#### SELECTED PASSAGE:
The tech industry is coming to the realization that taking care of people and building a culture that sustains and develops them is a key to improving employee performance and productivity. Ignore the people that are doing work for you and they will go away.

“We’ve seen it unfold in a series of media-fueled dramas in the tech industry. From the scathing Amazon exposé in 2015 to Uber’s recent string of PR scandals, the importance of a people-focused company culture is now rising in the ranks. Things like employee well-being, diversity and inclusion are fast becoming a priority, and this is reflected in the rise of a number of new, hyper people-focused roles within the tech industry.”

— Iris Leung, “The Tech Industry Is Getting Very People and Culture Focused, Here’s Why”, August 5, 2017, Forbes

People are talking about culture:

Want To Check The Pulse Of Your Company Culture? Here’s What To Ask  (Forbes)

Why Leaders Should Rethink a Business Culture in Which Everyone Is Always ‘Busy’    (Entrepreneur)

Why the CEO of Basecamp only allows employees to work 32 hours a week  (CNBC)

How Corporate Culture Can Affect Innovation and Corporate Success  (HuffPost)

A CHRO Sheds Light on Blending Tech Cultures Post-acquisition  (Workforce)

What does culture mean?

The Oxford English Dictionary (OED) defines culture as:

  1. The arts and other manifestations of human intellectual achievement regarded collectively.
  2. The ideas, customs, and social behavior of a particular people or society.
  3. The cultivation of bacteria, tissue cells, etc. in an artificial medium containing nutrients.
  4. The cultivation of plants.

#### RAW DATA:
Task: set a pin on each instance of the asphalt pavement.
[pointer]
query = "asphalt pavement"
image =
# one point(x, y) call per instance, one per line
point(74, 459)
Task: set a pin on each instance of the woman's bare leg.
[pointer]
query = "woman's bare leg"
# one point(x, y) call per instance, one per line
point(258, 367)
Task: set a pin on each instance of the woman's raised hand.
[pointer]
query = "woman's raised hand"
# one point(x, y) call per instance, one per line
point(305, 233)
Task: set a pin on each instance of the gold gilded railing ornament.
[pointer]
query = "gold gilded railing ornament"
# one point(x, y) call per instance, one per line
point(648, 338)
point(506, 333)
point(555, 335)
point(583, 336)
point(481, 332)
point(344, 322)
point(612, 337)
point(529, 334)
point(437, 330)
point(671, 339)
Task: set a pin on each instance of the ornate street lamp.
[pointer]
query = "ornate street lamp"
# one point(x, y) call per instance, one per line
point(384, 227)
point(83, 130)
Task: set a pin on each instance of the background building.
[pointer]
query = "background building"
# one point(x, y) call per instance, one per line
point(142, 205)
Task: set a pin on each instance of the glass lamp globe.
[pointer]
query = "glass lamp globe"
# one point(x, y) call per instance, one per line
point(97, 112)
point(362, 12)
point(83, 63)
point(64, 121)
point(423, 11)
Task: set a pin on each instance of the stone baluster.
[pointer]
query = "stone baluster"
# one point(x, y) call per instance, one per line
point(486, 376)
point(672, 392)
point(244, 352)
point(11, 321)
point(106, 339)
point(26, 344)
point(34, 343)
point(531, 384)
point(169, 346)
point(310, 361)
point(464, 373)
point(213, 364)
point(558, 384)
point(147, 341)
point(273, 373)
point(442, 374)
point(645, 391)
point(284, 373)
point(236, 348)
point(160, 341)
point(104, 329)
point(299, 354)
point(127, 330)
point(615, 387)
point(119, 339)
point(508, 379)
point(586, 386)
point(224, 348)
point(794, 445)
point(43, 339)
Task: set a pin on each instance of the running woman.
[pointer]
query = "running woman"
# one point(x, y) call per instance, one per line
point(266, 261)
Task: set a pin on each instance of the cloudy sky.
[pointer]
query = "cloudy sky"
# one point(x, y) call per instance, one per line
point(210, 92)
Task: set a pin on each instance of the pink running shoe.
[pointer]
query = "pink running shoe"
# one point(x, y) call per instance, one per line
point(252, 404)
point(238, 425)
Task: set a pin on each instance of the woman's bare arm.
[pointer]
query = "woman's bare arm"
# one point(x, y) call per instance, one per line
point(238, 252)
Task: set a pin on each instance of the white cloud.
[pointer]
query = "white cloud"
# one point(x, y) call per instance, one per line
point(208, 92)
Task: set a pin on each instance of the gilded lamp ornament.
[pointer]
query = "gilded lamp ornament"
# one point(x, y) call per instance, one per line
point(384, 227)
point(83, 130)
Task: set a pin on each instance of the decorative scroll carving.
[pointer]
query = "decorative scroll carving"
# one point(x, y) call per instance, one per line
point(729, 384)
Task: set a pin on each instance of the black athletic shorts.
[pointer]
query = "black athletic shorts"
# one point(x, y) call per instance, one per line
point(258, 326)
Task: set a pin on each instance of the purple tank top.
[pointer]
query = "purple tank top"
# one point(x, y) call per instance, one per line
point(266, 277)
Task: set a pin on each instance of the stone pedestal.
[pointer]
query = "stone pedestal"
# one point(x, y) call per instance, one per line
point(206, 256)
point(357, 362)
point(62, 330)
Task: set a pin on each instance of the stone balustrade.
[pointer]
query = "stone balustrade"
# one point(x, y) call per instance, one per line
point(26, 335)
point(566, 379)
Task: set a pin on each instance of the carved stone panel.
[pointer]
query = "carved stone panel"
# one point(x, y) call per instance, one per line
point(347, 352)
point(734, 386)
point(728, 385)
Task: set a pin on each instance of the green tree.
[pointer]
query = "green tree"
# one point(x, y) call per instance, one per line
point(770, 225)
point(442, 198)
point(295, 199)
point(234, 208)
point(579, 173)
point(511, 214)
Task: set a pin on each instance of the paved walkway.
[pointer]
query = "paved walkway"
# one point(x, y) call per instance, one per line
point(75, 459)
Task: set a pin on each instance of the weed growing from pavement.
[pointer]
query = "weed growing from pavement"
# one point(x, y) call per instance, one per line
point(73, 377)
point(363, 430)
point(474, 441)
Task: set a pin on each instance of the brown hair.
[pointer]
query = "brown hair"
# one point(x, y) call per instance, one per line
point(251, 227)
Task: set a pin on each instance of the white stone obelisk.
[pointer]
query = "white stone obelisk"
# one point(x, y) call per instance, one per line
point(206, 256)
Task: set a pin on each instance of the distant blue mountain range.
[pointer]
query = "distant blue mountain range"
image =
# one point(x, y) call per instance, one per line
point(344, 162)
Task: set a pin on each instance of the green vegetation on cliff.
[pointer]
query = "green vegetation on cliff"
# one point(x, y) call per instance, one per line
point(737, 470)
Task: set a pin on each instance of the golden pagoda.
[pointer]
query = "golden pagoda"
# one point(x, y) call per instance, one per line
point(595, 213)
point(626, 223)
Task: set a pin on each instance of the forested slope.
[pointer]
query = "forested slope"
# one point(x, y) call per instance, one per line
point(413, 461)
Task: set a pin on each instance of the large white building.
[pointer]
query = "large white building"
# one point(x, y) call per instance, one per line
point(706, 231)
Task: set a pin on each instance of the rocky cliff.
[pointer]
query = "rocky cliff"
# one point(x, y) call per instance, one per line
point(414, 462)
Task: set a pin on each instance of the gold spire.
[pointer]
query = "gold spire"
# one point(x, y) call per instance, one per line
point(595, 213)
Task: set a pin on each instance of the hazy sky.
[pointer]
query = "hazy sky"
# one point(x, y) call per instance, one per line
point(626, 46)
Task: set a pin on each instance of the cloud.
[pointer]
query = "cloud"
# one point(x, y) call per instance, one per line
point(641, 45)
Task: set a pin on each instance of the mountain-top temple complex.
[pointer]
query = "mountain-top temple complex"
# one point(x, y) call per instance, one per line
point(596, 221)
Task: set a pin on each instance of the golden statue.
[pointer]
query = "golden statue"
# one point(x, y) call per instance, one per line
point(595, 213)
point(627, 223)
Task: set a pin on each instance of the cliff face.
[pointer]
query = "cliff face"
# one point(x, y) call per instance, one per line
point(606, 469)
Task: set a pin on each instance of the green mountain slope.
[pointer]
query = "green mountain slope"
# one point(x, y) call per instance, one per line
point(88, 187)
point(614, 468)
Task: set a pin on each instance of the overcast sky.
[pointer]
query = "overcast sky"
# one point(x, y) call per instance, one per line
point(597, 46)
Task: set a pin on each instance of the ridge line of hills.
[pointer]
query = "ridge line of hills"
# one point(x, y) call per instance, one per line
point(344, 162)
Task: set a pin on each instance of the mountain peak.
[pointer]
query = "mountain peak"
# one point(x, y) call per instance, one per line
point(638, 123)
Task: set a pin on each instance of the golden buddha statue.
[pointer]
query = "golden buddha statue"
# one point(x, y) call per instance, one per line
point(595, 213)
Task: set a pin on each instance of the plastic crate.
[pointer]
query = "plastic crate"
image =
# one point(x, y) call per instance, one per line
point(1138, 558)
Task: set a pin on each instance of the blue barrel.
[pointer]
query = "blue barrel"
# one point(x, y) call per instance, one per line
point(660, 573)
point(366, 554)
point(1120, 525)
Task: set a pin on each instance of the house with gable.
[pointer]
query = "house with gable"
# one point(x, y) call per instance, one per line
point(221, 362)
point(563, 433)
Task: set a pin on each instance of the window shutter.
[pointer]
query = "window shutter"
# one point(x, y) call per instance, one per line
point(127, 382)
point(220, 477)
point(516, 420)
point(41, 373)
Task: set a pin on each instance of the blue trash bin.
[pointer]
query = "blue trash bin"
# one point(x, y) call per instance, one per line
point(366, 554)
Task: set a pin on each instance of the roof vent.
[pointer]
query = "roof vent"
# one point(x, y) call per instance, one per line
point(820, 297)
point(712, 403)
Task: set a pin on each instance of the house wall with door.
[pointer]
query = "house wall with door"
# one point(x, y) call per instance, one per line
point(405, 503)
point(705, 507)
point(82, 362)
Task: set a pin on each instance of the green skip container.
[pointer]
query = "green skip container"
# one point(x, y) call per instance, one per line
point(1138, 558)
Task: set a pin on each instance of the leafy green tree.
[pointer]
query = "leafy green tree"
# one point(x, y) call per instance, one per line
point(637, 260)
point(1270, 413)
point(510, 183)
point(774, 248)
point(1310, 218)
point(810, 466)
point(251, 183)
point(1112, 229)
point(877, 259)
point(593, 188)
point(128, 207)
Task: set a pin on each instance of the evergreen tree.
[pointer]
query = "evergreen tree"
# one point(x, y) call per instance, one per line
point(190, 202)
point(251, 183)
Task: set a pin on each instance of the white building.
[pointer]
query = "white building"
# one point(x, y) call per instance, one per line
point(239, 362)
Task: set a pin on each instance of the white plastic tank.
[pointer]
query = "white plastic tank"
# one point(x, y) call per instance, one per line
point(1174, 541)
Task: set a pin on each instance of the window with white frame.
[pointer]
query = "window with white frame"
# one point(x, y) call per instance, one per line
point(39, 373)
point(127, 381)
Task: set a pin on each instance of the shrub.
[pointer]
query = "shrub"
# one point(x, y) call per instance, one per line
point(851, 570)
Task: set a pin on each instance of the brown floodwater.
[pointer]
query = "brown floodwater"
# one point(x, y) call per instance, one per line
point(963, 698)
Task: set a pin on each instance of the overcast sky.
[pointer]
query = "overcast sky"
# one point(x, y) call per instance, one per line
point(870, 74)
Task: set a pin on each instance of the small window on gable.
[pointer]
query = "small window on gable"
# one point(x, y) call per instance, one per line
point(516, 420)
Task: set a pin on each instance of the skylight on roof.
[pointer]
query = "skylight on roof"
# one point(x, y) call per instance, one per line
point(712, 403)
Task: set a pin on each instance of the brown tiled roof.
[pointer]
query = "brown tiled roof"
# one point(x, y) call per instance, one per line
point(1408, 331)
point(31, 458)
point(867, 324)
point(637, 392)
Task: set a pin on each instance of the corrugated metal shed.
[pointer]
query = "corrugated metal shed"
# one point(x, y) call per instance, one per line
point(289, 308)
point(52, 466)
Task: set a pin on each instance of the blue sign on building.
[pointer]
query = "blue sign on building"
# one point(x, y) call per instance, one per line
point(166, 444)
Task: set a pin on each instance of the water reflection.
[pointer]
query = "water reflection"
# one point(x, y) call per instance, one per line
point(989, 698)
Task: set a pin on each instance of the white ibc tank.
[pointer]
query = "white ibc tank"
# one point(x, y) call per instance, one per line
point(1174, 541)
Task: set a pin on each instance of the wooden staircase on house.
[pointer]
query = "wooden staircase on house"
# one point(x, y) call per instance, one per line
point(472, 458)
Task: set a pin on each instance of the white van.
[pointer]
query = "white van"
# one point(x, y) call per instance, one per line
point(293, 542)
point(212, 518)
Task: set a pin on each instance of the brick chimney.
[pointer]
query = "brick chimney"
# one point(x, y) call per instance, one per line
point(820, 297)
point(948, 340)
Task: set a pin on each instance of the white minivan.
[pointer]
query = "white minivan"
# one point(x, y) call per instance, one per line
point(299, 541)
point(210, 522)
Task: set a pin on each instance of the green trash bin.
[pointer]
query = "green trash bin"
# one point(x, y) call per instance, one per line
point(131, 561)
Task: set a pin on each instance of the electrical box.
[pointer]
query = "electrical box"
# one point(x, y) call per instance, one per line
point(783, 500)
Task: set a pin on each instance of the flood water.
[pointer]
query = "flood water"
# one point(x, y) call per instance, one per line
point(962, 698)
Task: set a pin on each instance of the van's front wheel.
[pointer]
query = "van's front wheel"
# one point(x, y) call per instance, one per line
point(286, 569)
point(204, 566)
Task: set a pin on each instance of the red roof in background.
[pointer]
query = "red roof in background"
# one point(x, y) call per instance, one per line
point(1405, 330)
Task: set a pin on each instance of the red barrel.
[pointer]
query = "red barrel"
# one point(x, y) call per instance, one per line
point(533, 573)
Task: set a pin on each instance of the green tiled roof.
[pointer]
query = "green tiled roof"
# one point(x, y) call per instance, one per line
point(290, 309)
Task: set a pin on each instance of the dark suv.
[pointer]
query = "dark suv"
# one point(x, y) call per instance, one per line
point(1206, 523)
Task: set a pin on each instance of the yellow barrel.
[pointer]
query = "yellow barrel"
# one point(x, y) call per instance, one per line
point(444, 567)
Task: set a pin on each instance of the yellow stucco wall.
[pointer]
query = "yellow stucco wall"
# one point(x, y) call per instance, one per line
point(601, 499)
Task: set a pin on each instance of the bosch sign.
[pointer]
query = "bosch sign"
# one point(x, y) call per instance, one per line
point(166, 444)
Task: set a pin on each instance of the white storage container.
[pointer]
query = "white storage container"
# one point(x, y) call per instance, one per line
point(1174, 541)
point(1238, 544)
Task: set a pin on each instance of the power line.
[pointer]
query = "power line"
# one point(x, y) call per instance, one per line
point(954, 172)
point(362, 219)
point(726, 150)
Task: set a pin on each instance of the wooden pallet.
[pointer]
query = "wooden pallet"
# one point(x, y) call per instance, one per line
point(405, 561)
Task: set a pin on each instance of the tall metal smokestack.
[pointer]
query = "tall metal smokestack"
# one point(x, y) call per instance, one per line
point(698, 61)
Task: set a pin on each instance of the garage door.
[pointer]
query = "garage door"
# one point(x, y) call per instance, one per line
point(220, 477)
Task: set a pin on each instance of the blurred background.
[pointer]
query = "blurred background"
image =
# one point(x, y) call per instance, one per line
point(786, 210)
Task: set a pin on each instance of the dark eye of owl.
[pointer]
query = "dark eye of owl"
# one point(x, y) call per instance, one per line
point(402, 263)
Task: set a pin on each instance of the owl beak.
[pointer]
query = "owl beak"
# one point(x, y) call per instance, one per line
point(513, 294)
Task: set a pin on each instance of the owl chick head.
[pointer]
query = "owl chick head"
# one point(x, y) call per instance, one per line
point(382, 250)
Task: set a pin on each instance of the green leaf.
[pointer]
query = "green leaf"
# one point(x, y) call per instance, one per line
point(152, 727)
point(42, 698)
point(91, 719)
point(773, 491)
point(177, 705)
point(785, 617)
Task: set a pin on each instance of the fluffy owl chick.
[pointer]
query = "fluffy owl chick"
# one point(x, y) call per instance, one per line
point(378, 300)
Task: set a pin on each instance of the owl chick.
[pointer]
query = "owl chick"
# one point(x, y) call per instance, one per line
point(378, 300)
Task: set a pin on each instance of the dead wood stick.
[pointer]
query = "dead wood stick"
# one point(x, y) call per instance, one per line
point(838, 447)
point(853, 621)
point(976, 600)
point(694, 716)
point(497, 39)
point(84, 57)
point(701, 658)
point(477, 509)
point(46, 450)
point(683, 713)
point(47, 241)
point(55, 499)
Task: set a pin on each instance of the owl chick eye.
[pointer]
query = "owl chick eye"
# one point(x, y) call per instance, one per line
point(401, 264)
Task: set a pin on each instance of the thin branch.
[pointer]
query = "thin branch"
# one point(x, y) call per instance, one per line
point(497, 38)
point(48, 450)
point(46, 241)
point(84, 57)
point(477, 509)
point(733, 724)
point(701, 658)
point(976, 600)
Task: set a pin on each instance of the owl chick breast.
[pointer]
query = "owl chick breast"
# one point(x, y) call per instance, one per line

#### TASK SET:
1) List the publications named in parentheses after the headlines in the culture article.
2) Say whether each statement agrees with the culture article. For each, answer yes or no and quote the words that decide it.
(a) The Forbes piece by Iris Leung is dated August 5, 2017.
(b) The quotation places Uber's PR scandals in 2015.
(c) The third OED definition concerns the cultivation of plants.
3) Continue the culture article from its last line.

#### ANSWER LIST:
1) Forbes, Entrepreneur, CNBC, HuffPost, Workforce

2)
(a) Yes: "August 5, 2017"
(b) No: "From the scathing Amazon exposé in 2015 to Uber’s recent string of PR scandals"
(c) No: "The cultivation of bacteria, tissue cells, etc. in an artificial medium containing nutrients."

3)
Additionally, the OED describes the origin of the word:

“Middle English (denoting a cultivated piece of land): the noun from French culture or directly from Latin cultura ‘growing, cultivation’; the verb from obsolete French culturer or medieval Latin culturare, both based on Latin colere ‘tend, cultivate’ (see cultivate). In late Middle English the sense was ‘cultivation of the soil’ and from this (early 16th century), arose ‘cultivation (of the mind, faculties, or manners’); culture (sense 1 of the noun) dates from the early 19th century.”

— Oxford English Dictionary

My sense is that culture is something to be nurtured, or as the OED describes, cultivated. Culture isn’t something that appears spontaneously, but develops over time as people interact with each other. It also evolves as the needs of the organization change.

The future of culture depends on how people choose to interact with one another. As organizational structures flatten and traditional power structures dissolve, new forms will emerge that reflect how we connect to the people, customers, businesses, or institutions with which we relate.

How will the organizations of the present inform how our culture will evolve into the future?